■ REQUIRED WORK
Copy the lines below verbatim, but only from the line containing "For the benchmark, mark every instance of the wooden bench" through the end of the data.

Pointing records
*-*-*

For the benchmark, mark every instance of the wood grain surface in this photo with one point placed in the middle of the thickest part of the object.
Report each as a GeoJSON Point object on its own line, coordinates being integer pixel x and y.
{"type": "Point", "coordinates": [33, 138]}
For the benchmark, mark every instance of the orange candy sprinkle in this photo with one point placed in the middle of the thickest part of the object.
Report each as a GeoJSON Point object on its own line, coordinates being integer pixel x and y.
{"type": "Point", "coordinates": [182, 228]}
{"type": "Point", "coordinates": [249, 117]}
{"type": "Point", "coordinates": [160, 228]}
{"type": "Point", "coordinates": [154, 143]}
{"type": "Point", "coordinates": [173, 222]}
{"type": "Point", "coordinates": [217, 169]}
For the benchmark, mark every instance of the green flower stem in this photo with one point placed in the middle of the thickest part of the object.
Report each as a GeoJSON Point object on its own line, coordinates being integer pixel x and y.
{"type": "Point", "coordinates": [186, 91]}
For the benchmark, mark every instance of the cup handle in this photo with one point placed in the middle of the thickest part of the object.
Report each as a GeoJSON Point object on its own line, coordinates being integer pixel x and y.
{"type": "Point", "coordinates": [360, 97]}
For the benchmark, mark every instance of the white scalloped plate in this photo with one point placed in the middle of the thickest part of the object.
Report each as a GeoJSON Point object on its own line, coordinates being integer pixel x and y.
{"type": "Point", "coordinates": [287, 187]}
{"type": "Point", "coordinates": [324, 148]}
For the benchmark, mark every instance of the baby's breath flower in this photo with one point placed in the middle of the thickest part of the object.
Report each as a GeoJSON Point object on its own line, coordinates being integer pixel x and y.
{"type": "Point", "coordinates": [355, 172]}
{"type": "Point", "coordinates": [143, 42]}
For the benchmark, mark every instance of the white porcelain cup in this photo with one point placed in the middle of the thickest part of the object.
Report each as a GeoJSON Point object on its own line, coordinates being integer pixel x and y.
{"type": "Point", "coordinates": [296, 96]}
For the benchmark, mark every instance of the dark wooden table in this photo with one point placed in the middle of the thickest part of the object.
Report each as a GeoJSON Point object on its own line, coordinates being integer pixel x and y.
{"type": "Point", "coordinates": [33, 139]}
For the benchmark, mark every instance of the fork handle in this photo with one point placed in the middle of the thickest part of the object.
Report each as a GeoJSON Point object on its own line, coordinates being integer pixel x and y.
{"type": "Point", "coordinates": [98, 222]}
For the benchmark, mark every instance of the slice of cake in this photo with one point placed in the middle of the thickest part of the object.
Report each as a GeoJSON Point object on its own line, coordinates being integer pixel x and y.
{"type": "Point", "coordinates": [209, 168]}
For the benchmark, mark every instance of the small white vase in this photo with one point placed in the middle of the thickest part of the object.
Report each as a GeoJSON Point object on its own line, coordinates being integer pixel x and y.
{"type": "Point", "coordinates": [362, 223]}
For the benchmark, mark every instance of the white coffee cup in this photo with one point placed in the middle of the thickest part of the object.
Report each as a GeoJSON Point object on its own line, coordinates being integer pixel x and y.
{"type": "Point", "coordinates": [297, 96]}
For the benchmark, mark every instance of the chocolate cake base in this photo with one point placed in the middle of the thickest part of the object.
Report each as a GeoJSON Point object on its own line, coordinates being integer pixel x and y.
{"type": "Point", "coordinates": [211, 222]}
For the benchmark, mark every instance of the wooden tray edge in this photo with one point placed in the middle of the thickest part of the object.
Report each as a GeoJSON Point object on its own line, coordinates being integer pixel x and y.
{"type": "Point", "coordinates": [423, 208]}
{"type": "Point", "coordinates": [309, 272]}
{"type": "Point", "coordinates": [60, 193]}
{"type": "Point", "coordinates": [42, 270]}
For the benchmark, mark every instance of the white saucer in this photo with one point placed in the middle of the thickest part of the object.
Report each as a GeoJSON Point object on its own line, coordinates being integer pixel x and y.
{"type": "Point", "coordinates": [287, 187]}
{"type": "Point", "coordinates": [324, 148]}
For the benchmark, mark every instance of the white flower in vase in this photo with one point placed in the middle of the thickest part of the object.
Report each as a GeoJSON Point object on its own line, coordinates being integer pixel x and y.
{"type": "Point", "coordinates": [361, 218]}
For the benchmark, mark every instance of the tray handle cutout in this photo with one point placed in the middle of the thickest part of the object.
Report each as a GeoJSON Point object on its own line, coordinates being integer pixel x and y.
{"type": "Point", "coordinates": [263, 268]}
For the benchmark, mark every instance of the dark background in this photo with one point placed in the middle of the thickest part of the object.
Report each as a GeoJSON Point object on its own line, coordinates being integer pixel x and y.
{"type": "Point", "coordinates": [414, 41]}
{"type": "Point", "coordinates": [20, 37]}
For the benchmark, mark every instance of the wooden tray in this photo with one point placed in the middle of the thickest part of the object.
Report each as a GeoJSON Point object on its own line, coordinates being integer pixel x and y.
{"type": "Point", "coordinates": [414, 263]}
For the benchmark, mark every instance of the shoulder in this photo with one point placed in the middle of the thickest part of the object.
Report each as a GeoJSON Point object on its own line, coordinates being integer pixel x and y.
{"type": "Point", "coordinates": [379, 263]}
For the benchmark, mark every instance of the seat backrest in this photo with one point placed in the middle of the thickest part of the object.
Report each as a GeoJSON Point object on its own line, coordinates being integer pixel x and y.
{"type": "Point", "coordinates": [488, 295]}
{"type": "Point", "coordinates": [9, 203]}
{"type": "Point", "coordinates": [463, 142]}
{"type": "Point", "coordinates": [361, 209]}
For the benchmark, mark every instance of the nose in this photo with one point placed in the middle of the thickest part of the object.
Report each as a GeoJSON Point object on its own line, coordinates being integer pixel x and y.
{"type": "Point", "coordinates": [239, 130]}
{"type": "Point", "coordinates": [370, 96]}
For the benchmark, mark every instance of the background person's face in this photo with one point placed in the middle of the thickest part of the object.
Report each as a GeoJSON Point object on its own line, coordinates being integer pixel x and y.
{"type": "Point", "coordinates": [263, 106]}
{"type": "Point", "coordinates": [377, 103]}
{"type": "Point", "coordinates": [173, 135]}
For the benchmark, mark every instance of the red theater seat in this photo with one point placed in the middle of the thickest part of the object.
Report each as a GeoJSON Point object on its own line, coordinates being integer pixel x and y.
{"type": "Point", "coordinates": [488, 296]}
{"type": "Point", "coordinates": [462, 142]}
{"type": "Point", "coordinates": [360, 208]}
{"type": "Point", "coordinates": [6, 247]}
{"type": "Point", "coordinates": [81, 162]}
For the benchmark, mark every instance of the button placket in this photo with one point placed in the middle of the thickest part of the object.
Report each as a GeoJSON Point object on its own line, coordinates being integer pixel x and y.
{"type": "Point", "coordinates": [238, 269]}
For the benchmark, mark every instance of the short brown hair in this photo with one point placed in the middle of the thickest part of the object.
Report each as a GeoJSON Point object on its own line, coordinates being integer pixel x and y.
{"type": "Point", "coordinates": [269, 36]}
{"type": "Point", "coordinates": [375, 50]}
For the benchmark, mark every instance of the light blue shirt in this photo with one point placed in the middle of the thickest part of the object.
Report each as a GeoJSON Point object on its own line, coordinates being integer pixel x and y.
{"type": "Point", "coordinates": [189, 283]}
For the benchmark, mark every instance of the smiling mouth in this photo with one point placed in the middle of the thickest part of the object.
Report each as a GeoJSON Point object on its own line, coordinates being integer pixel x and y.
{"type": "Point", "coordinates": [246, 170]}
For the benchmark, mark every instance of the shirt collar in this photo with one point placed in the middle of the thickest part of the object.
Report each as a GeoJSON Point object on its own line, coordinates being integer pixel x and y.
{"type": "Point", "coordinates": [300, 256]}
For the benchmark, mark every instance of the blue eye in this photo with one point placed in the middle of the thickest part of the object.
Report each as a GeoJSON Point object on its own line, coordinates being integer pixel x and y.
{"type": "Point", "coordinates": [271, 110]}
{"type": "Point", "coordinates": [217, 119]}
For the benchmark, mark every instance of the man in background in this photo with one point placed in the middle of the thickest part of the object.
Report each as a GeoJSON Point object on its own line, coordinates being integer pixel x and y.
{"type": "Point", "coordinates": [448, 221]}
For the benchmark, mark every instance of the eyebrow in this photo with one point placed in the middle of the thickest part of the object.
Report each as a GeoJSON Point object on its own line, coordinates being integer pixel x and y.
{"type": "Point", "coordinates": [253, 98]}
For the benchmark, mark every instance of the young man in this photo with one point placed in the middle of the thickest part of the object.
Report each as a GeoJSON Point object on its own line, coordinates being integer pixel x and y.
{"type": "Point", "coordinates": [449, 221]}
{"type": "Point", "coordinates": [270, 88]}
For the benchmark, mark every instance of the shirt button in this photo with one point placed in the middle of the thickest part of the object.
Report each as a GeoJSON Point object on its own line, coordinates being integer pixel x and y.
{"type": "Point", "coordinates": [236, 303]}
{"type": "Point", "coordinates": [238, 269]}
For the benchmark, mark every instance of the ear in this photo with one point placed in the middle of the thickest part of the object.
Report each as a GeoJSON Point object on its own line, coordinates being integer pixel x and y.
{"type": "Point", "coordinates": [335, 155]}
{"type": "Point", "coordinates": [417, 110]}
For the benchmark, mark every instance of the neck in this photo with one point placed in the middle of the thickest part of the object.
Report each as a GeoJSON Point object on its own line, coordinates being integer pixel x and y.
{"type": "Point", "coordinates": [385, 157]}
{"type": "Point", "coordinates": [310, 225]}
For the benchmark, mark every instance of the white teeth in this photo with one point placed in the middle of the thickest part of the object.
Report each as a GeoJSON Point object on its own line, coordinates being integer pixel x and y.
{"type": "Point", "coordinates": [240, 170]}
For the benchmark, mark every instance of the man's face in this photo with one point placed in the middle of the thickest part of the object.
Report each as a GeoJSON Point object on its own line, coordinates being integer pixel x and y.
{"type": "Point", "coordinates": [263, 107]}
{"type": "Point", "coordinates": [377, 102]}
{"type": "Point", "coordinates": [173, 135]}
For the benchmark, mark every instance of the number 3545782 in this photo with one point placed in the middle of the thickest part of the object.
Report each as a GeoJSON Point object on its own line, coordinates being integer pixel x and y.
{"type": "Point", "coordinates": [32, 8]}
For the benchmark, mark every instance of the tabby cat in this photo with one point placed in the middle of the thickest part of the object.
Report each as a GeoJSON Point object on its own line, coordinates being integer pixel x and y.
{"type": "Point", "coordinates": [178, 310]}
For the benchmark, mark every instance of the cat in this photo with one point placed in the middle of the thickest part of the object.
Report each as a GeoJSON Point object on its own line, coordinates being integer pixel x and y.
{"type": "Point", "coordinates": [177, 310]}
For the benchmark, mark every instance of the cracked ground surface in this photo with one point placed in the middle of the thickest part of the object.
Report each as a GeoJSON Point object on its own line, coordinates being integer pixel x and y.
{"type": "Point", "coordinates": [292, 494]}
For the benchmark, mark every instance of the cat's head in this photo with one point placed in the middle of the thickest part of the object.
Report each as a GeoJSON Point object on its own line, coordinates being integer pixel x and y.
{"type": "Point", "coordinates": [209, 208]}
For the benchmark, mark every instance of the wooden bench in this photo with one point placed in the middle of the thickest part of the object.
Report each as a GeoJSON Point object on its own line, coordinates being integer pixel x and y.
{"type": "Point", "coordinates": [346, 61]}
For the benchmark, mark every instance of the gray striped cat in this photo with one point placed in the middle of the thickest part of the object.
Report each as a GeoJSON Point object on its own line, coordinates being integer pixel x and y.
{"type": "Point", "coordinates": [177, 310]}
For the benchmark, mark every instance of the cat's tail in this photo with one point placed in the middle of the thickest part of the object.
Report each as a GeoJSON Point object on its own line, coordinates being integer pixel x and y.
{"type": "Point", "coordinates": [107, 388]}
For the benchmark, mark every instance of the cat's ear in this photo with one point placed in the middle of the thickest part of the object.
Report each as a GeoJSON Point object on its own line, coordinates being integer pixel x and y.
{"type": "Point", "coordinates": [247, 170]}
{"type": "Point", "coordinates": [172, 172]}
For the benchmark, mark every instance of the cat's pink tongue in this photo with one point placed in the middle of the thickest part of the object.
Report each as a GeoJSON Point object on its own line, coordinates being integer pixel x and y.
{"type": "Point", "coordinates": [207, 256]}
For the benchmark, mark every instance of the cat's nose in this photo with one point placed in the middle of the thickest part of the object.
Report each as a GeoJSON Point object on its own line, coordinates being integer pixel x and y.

*-*-*

■ OUTPUT FOR THIS EXERCISE
For the benchmark, mark every instance of the wooden bench in this photo with one point placed in the middle of the thickest part of the object.
Report each as a GeoJSON Point object on its own line, coordinates being integer pixel x and y.
{"type": "Point", "coordinates": [346, 61]}
For the benchmark, mark every instance of the gray striped cat in this photo with one point placed in the middle of the thickest part of the object.
Report each as a GeoJSON Point object on its own line, coordinates being integer pixel x and y.
{"type": "Point", "coordinates": [177, 310]}
For the benchmark, mark every instance of the cat's tail in this photo with one point placed in the middle of the thickest part of the object.
Report each as a GeoJSON Point object on its own line, coordinates being integer pixel x and y.
{"type": "Point", "coordinates": [107, 388]}
For the benchmark, mark every instance of the cat's ear in this photo with one point placed in the middle of the thickest part of the object.
Report each as a GeoJSON Point object on its own line, coordinates being integer pixel x and y.
{"type": "Point", "coordinates": [247, 170]}
{"type": "Point", "coordinates": [172, 172]}
For the benchmark, mark every instance of the cat's pink tongue in this photo with one point placed in the middle of the thickest part of the object.
Report each as a GeoJSON Point object on its own line, coordinates being integer pixel x and y.
{"type": "Point", "coordinates": [207, 256]}
For the benchmark, mark every instance of the cat's nose in this photo with one point placed in the middle of the thickest part of the object.
Report each as a GeoJSON Point object on its own line, coordinates being integer pixel x and y.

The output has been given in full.